GIVEN REQUEST
Reproduce the lines in the entries below verbatim, from the line containing "q: pill bottle" through the end of the entries, and output nothing else.

───── TASK INPUT ─────

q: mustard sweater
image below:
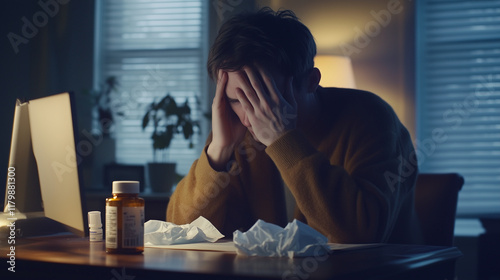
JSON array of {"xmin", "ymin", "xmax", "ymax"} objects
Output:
[{"xmin": 167, "ymin": 88, "xmax": 420, "ymax": 243}]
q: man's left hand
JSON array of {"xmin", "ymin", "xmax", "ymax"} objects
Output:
[{"xmin": 236, "ymin": 66, "xmax": 297, "ymax": 146}]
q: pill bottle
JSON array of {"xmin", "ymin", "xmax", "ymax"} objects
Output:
[
  {"xmin": 88, "ymin": 211, "xmax": 102, "ymax": 242},
  {"xmin": 105, "ymin": 181, "xmax": 144, "ymax": 254}
]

─────

RESULT OF THIS TASK
q: pill bottle
JSON array of {"xmin", "ymin", "xmax", "ymax"} objects
Output:
[
  {"xmin": 88, "ymin": 211, "xmax": 102, "ymax": 242},
  {"xmin": 105, "ymin": 181, "xmax": 144, "ymax": 254}
]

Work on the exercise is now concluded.